• _Extrait du texte_:
Thierry Martin (LCR) : "Il faut maintenir les primes agricoles,
sinon on adopte des cours mondiaux dictés depuis Chicago qui n'ont aucune réalité." (© LCR)

- Terre-net : Comment jugez-vous la dernière réforme de la Politique agricole commune (PAC) ?
- Thierry Martin :
Le découplage en fonction de la surface et du sol risque de liquider 50% des fermes européennes. On va vers l'élimination du plus grand nombre de paysans au lieu de maintenir à la terre un maximum de travailleurs. Je suis également contre le principe de dégressivité des aides, ainsi que la baisse des prix, qui va là aussi, liquider les petits agriculteurs. Il faut maintenir les primes sinon on adopte des cours mondiaux dictés depuis Chicago qui n'ont aucune réalité. Naturellement, il faut les répartir autrement pour éviter de viabiliser les grosses exploitations. Il faut refonder la PAC sur d'autres lignes directrices que celles concurrentielles développées actuellement par la Commission européenne, et donc redémarrer les discussions sur d'autres bases et d'autres finalités.

- Terre-net : La Confédération Paysanne estime que la crise porcine devrait se prolonger au minimum jusqu'en 2005. Partagez-vous ce point de vue ?
- Thierry Martin :
Je suis encore plus pessimiste que la Confédération Paysanne. Cette crise chronique est typique du système capitaliste. On a laissé la possibilité à la crise d'arriver. Quand j'étais plus jeune, le cochon était tué à 110 ou 120 kg. Aujourd'hui, j'en connais qui le font dès 80 kg ! Il y a trop de porcs, il faut réguler la production. Drastiquement, peut-être pas, mais il faut un seuil maximum de porcs par exploitation et une garantie des prix. Enfin, la production doit être répartie sur tout le territoire et ne pas se cloisonner à la Bretagne.

- Terre-net : Après la décision prise le lundi 10 novembre par l'Union européenne de reporter au 12 décembre sa décision sur l'homologation ou non, du maïs BT11, où vous placez-vous dans le débat actuel sur les organismes génétiquement modifiés (OGM) ?

• _Entrées extraites_:
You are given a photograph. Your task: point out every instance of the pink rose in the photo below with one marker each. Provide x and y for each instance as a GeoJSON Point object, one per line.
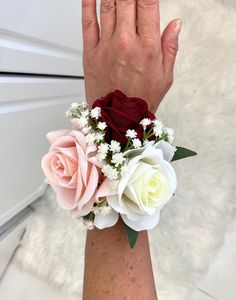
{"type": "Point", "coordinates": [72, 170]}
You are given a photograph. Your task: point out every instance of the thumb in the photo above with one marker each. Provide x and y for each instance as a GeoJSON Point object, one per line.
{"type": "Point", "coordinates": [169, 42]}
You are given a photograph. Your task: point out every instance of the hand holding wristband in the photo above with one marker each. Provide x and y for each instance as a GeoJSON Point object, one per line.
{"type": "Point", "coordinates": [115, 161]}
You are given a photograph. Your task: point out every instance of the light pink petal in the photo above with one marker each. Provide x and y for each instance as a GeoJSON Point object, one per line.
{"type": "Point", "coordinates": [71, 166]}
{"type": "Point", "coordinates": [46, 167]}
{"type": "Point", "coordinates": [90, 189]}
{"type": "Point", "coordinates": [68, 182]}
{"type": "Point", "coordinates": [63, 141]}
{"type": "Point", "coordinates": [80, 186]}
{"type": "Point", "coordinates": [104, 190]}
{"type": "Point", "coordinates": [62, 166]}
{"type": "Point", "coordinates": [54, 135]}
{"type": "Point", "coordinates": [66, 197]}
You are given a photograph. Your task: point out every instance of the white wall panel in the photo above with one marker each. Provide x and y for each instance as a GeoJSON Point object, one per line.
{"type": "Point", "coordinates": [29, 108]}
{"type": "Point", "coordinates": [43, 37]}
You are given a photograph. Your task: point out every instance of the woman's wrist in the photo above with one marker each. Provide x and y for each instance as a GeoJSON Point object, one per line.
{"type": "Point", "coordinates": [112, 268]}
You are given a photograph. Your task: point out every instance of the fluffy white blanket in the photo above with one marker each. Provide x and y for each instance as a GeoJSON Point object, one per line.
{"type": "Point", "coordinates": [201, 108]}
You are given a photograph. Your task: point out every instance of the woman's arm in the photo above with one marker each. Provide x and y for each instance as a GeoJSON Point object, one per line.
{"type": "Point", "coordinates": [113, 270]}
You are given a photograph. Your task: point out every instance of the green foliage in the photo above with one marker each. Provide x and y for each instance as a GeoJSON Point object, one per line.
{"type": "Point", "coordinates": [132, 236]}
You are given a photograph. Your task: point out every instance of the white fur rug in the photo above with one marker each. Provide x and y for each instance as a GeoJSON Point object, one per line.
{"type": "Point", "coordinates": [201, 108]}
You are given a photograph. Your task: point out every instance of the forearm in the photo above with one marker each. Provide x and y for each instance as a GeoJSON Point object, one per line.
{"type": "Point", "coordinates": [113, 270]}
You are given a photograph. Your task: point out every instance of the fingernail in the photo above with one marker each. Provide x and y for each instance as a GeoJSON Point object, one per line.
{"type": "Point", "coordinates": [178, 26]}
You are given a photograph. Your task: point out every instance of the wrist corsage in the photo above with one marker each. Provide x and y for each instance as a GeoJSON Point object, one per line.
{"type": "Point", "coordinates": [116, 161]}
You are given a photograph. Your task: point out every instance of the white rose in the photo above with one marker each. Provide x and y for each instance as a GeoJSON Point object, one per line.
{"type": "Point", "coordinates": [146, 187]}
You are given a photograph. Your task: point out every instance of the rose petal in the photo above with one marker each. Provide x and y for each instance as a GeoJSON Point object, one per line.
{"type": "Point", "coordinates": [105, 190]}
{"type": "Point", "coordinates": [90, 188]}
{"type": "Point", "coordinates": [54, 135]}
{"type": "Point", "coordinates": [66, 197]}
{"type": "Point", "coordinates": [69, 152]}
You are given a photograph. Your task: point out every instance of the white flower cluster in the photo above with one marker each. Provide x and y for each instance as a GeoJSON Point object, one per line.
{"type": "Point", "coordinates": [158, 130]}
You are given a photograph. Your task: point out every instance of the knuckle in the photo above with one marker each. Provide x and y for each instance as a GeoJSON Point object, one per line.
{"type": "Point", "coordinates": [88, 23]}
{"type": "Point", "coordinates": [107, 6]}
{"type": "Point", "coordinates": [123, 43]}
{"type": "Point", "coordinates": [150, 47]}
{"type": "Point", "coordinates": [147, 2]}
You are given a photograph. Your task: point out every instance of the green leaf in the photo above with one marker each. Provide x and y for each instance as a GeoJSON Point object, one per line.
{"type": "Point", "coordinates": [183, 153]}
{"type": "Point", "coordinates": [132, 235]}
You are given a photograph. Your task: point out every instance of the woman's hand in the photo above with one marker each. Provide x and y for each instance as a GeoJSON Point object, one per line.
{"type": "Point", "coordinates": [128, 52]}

* * *

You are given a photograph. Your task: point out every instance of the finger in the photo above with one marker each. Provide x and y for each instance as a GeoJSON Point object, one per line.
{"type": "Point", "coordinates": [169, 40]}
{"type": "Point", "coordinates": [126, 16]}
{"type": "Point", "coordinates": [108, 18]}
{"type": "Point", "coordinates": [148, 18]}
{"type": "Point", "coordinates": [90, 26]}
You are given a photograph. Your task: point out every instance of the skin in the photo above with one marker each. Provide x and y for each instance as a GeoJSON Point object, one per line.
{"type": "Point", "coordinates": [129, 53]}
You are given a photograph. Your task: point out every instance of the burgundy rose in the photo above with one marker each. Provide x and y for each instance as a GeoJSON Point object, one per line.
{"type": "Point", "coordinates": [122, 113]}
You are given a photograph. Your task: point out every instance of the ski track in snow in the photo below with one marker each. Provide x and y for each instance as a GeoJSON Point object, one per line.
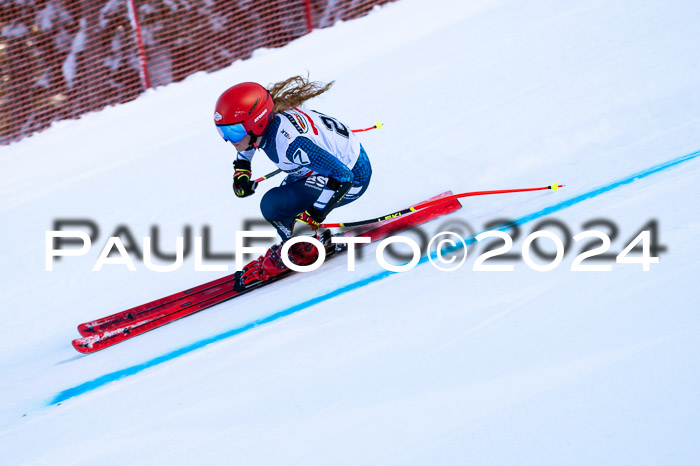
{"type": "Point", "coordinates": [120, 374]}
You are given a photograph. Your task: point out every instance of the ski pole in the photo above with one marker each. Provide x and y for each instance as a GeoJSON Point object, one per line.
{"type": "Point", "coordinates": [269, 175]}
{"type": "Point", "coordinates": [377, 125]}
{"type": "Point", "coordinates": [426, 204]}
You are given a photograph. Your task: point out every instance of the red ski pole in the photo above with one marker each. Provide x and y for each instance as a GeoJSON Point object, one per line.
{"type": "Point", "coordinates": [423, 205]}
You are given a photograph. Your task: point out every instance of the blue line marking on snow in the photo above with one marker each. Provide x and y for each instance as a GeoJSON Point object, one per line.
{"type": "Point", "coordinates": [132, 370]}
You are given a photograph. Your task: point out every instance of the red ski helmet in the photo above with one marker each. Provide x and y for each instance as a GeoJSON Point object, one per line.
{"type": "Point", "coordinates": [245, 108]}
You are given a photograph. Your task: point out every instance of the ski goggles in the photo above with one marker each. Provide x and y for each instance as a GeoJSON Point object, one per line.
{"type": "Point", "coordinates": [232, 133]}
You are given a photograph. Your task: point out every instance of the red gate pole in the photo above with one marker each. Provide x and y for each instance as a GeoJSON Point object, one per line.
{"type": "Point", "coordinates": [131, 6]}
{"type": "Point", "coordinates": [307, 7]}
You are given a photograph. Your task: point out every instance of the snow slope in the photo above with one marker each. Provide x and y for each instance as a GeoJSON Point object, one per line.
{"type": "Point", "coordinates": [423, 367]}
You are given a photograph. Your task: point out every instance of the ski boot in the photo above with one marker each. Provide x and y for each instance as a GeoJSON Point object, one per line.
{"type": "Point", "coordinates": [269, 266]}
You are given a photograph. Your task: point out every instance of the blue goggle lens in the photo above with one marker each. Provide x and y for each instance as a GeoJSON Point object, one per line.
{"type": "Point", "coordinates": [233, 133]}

• _Consignes_:
(a) Traduisez en anglais cette phrase de l'entretien sur la politique agricole : « Il y a trop de porcs, il faut réguler la production. »
(b) Poursuivez l'entretien sur la politique agricole à partir de sa dernière phrase.

• _Réponses_:
(a) There are too many pigs; production must be regulated.

(b)
- Thierry Martin :
Les Etats-Unis nous les imposent et l'Europe n'entend pas se laisser semer dans sa recherche. On assiste donc à une course folle au bénéfice du fric de Bruxelles pour ne pas perdre ce marché. Il faut se prémunir contre cette catastrophe annoncée des OGM, utiliser le principe de précaution et dénoncer l'attitude des grands pays comme les USA, le Canada ou le Brésil. Vous savez, le bond en avant nous prive du passé. C'est une politique de la terre brûlée. Les possibilités de retour en arrière, une fois la catastrophe survenue, sont limités. Prenez tous les espèces animales et végétales qui ont disparu du fait de l'action de l'Homme.

- Terre-net : Le deuxième Forum social européen débute demain. Des milliers de personnes sont attendues. Pensez-vous réellement que les choses vont un jour réellement changer, et ne pas se limiter à une simple série de séminaires propre à ce type de rassemblement?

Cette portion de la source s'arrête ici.